:: WRITTEN TASKS ::
(A) In the blog passage, restate the paragraph beginning "The plot lines of Glennon's life" more briefly, keeping its main facts.
(B) Proceed with the blog passage about the new year and the book on filling the "God-sized hole," starting after its final sentence.

:: SOURCE PASSAGE ::
● ● ● ● ●
And then there are other life questions, like where I want to live, what other people I want to bring into my life, and what kind of lifestyle I want us to have. I have zero answers to any of those questions, but finding them is undoubtedly going to require some risk. A wise friend of mine from treatment once said, "You have to be willing to risk being unhappy in order to be happy." I've never been willing to take that risk...until now. Maybe.

And now, for the 5777 sentence:

I don't know about you, but I am very concerned with everyone else's path. Specifically, I'm concerned with how "everyone" seems to be following one path, and I'm doing something different. I am a conformer and my deepest desire has always been to be a "normal person." I'm not positive, but I think what that means (right now, at least) is that I want to move through life in the same way my friends do, hitting the same milestones and having the same life goals. They just seem so happy, living the way they do. But it's just not for me. I want different things, or at least a different version of things, and it is very, very hard for me to accept being different and to believe that I'm still okay. Sometimes I actually can't go on social media because it is just too painful to look at all my normal, happy friends with their normal, happy lives. Laura McKowen tackles this "Facebook envy" in an absolutely amazing blog post that everyone should read , and her ultimate advice is this:

"Keep going, beauty. Let the Pictured point you to your longing. Consider the Not Pictured and adjust your perspective. Build your own wall and stand on top of it."

And that, I think, is the essence of where my work is: to allow the pain I feel when I compare my friends' paths with mine to guide me toward what I truly want for myself--and then to build my own life proudly. This year, I hope to make decisions that will lead me down the path that is right for me, and to do it knowing that my life also deserves to be celebrated, even if it looks different from other people's. I can make my path into one worth traveling.

Best wishes to all of you as we start the new year. May 5777 be a year of growth for us all!


Monday, September 5, 2016

Being Holey

You guys. I just finished the most AMAZING book:

www.goodreads.com

Not "amazing" as in, best writing I've ever seen, but "amazing" as in, Oh my G-d, this book understands me. I feel held by this book.

The plot lines of Glennon's life and my life don't really have much in common, but the subtexts sure do. Though I can't relate to being a wife and mother, I absolutely can relate to being mired in self-destruction and having to claw oneself out, only to discover that, Hey, adulting is hard. Life is hard. But life is also beautiful.

In one essay, Glennon writes about how we all live our lives searching for something. We each have an "unquenchable thirst," what author Anne Lamott calls our "God-sized hole." The struggle of life is trying to find things to fill this hole. Some people choose, perhaps obviously, to fill it with G-d. Other people fill it with work or relationships. And still other people, like Glennon and I, fill it with eating disorders and addiction. It all goes to the same purpose: feeling full. It's just that some people seek fullness from the wrong things.
● ● ● ● ●
:: Stored dataset items ::

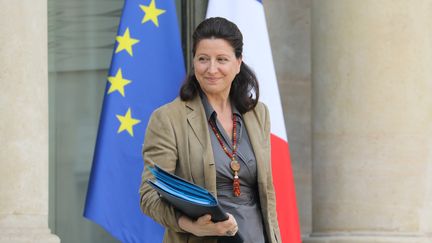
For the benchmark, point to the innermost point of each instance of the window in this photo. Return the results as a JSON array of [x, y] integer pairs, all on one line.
[[81, 40]]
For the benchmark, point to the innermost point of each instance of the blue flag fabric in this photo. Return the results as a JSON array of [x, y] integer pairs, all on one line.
[[146, 71]]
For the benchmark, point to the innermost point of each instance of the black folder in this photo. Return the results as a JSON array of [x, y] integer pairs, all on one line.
[[193, 200]]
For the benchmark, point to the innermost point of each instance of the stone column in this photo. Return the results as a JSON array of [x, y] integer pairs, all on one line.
[[24, 122], [372, 121]]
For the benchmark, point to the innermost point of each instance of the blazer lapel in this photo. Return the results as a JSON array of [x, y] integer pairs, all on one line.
[[198, 122]]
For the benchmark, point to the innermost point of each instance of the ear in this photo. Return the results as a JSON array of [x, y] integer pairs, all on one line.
[[240, 61]]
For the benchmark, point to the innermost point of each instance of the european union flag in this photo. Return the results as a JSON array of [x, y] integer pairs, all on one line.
[[146, 72]]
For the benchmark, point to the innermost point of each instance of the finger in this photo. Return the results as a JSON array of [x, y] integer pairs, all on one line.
[[204, 219]]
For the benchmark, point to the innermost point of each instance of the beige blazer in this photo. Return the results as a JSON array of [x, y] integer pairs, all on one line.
[[178, 139]]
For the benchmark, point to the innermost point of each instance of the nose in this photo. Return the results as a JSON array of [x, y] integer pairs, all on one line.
[[212, 68]]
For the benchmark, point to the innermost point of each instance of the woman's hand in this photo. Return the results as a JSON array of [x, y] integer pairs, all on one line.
[[203, 226]]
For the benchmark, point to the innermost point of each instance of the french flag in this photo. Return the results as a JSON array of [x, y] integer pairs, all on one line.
[[249, 16]]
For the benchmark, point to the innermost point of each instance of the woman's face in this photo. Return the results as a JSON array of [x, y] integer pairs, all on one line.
[[215, 66]]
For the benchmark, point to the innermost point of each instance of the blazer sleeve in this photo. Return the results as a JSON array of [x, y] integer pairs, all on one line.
[[160, 147], [270, 186]]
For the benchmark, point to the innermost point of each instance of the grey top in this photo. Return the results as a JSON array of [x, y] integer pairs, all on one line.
[[245, 208]]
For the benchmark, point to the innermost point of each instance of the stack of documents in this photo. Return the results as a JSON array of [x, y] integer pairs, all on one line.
[[193, 200]]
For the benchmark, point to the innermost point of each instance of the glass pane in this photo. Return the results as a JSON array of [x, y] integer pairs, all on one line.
[[81, 40]]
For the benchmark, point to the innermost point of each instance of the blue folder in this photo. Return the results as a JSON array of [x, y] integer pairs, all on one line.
[[193, 200]]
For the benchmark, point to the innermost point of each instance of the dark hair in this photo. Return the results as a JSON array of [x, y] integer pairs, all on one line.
[[244, 83]]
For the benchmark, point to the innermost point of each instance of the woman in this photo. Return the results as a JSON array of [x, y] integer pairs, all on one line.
[[216, 135]]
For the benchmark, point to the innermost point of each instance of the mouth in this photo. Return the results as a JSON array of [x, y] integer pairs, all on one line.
[[212, 79]]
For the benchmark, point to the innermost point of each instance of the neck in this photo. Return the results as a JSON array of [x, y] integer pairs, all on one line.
[[222, 105]]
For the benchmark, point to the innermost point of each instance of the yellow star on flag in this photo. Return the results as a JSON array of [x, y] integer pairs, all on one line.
[[151, 13], [127, 122], [125, 42], [118, 83]]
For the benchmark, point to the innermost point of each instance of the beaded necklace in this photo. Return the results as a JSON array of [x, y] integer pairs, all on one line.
[[234, 164]]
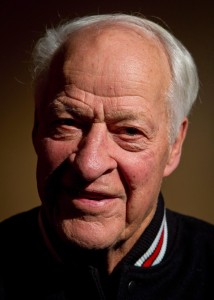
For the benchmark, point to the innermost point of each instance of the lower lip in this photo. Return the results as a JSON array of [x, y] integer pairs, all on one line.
[[90, 205]]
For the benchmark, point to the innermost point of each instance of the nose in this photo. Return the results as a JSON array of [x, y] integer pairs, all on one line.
[[93, 158]]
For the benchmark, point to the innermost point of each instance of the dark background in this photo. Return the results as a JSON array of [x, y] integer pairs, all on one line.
[[190, 189]]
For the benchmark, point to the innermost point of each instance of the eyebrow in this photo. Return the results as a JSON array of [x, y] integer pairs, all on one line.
[[115, 115]]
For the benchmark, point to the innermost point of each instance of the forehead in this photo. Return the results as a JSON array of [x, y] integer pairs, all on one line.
[[110, 61]]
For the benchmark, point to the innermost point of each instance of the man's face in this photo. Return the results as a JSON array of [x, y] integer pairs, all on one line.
[[102, 137]]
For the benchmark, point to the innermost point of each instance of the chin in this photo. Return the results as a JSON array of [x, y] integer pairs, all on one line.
[[87, 235]]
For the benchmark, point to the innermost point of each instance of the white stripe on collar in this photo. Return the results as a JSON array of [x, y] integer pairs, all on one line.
[[157, 250]]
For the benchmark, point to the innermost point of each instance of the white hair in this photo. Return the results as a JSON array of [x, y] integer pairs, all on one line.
[[184, 84]]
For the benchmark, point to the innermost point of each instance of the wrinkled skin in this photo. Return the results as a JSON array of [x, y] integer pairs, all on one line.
[[102, 138]]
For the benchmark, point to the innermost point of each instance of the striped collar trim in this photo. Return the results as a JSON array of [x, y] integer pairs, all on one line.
[[157, 250]]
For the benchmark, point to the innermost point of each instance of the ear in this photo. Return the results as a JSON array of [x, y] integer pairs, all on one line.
[[35, 132], [176, 149]]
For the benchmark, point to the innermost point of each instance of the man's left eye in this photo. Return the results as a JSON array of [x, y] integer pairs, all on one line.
[[131, 131]]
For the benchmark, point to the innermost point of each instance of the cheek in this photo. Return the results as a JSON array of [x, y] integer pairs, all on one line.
[[51, 154], [143, 179]]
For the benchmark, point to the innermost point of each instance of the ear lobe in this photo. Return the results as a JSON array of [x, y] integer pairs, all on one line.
[[176, 149]]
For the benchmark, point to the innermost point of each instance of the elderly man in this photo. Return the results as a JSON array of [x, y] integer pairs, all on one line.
[[112, 98]]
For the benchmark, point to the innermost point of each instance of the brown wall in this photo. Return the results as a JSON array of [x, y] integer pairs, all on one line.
[[191, 188]]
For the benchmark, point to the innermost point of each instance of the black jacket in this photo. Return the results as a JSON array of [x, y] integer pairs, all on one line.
[[29, 272]]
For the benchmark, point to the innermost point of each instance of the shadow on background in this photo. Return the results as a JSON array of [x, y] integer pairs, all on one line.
[[190, 189]]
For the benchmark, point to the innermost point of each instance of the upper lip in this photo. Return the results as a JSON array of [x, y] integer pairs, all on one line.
[[92, 194]]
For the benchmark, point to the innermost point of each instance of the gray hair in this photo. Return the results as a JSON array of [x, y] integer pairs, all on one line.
[[184, 84]]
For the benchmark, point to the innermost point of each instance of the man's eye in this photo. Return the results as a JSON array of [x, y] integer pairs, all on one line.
[[131, 131]]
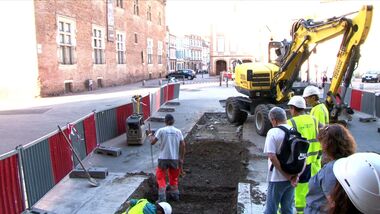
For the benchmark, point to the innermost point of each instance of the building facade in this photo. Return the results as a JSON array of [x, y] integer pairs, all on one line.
[[171, 52], [103, 42], [224, 51], [205, 55], [195, 48]]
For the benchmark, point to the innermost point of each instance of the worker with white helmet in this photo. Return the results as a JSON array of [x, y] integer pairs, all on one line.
[[358, 178], [143, 206], [319, 110], [307, 125]]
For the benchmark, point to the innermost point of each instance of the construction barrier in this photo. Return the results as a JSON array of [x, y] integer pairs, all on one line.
[[37, 168], [362, 101], [89, 126], [46, 161], [106, 125], [122, 113], [10, 189]]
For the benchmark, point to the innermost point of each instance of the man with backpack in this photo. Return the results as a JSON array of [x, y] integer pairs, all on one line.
[[280, 183], [307, 125]]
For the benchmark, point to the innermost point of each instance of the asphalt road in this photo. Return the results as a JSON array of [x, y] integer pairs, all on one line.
[[24, 122]]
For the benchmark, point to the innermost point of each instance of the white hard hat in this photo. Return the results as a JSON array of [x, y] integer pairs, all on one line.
[[359, 175], [166, 207], [311, 90], [297, 101]]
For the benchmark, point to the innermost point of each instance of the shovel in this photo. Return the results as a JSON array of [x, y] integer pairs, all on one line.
[[92, 181]]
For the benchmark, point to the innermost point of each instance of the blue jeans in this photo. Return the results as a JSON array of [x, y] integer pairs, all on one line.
[[282, 193]]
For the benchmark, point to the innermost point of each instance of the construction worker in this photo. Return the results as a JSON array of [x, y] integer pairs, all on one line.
[[170, 160], [357, 189], [308, 127], [319, 110], [143, 206]]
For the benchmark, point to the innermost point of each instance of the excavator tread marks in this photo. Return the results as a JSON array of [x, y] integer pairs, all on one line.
[[262, 122], [234, 114]]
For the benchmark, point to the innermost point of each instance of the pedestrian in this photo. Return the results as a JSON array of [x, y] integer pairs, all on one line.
[[307, 126], [337, 142], [324, 80], [143, 206], [90, 83], [170, 160], [280, 189], [319, 110], [357, 189]]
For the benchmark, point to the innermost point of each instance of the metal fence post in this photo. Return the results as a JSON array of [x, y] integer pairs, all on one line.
[[19, 150]]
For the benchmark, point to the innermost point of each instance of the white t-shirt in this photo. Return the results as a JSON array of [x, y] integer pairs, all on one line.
[[273, 141], [169, 139]]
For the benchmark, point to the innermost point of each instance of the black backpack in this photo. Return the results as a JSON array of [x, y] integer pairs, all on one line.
[[293, 151]]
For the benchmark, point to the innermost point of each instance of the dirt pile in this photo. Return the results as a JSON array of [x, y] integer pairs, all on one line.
[[215, 162]]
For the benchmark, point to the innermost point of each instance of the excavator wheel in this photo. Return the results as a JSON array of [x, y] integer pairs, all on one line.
[[234, 114], [262, 122]]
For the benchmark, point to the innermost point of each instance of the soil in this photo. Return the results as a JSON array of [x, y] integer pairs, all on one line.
[[216, 160]]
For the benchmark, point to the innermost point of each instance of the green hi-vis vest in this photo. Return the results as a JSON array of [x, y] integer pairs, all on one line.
[[320, 113], [307, 126], [138, 208]]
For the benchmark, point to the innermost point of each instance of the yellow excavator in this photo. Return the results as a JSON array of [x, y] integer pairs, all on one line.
[[271, 84]]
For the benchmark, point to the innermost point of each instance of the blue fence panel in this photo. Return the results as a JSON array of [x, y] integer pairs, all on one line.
[[79, 143], [38, 172], [176, 90], [378, 106], [347, 98], [368, 102], [106, 125]]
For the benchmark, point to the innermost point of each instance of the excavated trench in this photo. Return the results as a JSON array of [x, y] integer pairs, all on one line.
[[215, 162]]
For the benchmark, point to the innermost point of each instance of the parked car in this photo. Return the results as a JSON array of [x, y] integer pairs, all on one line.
[[229, 75], [371, 76], [186, 73]]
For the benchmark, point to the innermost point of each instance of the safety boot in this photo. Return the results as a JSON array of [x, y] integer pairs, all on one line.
[[161, 195], [173, 192]]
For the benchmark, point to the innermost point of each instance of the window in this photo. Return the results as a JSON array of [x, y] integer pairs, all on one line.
[[159, 18], [149, 13], [136, 7], [66, 41], [220, 44], [98, 45], [159, 52], [150, 51], [119, 3], [120, 48]]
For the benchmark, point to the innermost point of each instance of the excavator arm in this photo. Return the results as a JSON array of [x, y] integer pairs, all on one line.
[[306, 35]]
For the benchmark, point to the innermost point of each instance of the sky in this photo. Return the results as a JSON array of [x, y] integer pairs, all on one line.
[[249, 17], [195, 16]]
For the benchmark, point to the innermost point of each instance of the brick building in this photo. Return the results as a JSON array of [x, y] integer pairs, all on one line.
[[106, 42]]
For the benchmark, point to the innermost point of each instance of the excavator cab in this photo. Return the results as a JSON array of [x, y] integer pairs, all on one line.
[[268, 84]]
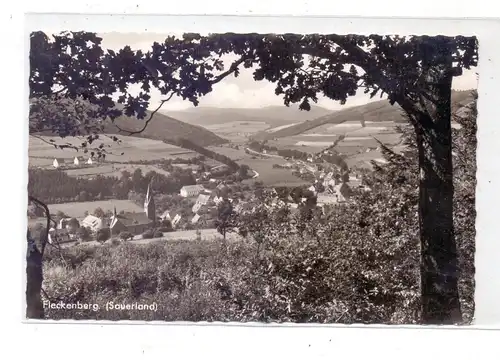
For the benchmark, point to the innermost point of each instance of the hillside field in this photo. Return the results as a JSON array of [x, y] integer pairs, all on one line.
[[77, 209], [113, 170], [133, 149]]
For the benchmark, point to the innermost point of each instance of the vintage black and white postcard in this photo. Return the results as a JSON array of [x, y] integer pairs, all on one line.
[[252, 177]]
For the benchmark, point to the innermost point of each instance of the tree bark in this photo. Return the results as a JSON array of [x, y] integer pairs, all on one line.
[[439, 265], [34, 279]]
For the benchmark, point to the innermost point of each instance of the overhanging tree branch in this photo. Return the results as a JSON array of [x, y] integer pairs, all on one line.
[[130, 132]]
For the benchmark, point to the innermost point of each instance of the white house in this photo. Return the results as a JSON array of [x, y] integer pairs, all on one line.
[[176, 220], [58, 236], [196, 207], [195, 219], [191, 190], [57, 162], [93, 223], [342, 191], [165, 216]]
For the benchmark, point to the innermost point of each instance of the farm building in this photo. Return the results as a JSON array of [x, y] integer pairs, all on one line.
● ● ● ● ●
:: SOLVED TASKS ::
(A) Glennon's life and mine share few plot lines but many subtexts. I can't relate to being a wife and mother. I can relate to being mired in self-destruction and clawing my way out, only to find that adulting is hard. Life is hard, but it is also beautiful.

(B)
When I think back to my eating disorder years, the word that first comes to mind is, hunger. There was physical hunger for sure, but there was also a deeper, more agonizing emotional hunger. I could satisfy my physical hunger, but the emotional hunger was never, ever satisfied. It just kept burning, and the hole kept growing, and I kept trying to fill it with more of the same things that weren't working: more starving, more exercising, more studying. In recovery, I've had to find different hole-fillers. My favorites are: work, nature, reading, writing, family, and friends. Those work much better. For me, recovery has been about finding positive hole-fillers, and using them regularly.

I don't think it's any coincidence that I became religious soon after letting go of my eating disorder. I had a huge hole to fill, and observant Judaism is a great hole-filler. It has given me structure and rules, a context within which to meet people, and a basis from which to define my values. And, it has given me a deeper connection to G-d, one of my greatest comforts (and challenges). I have known for a long time that my attraction to the religious life isn't purely a desire to live a "holy life"--it's a desire to fill the hole, albeit with something meaningful and nourishing. I don't think that's such a bad thing.

To an extent, it has worked, though I can't honestly say that Judaism and G-d fill me completely. They don't, though sometimes I feel like they should. I daven every day, I observe Shabbat, I keep kosher, I say dozens of brachot daily, and G-d and I have a chat every night before bed. It's soulful and lovely. But here's the thing: the hole is still there. I am still hungry, still seeking. You'd think that G-d would perfectly fill a "God-sized hole," but, at least in my case, it hasn't really worked out that way. And I think it's because, with very rare exceptions, we need other people. A person cannot subsist on G-d alone. And so when I feel hungry these days, in spite of the davening and the chatting with Hashem, I have a more honest assessment of what I need: more connection and more belonging. That is my work right now in recovery--getting myself those things. 

Glennon explains it this way:

"Some people of faith swear that their God-shaped hole was filled when they found God, or Jesus, or meditation, or whatever else. I believe them, but that's not been my experience. My experience has been that even with God, life is hard. It's hard just because it's hard being holey."

I couldn't agree more.

And what I've learned from Glennon through her writing is that everyone is holey. We all are.  While our instinct might be to stay quiet about our holes, we really should be doing the opposite, because being holey is something we can connect over. I know that when my friends come to me with their holes, when they say, I'm so lonely, or, I don't feel like I'm doing anything meaningful with my time, etc., I feel honored to meet them in their vulnerability, AND I feel energized because those holes are things we can talk about. Connection is a beautiful byproduct of our emptiness.

So if you, too, ever feel like you have a hunger that will never be satisfied, know that you're not alone. It's God-sized, which explains why it feels so big. And we all have one, even the people who hide it well. The secret is that the more we give voice to it, the more we use it to connect to nourishing people and life practices, the more it fills. Little by little. 

Sunday, August 28, 2016

Adult Aloneness

Yup, I know. I've been away for a while...readjusting. "Coming down" from being in Israel is always an interesting process and it seems appropriate that it took me pretty much the entire month of Av to work through it. It might have taken longer, but...Starbucks Cold Brew. Secret weapon of champions.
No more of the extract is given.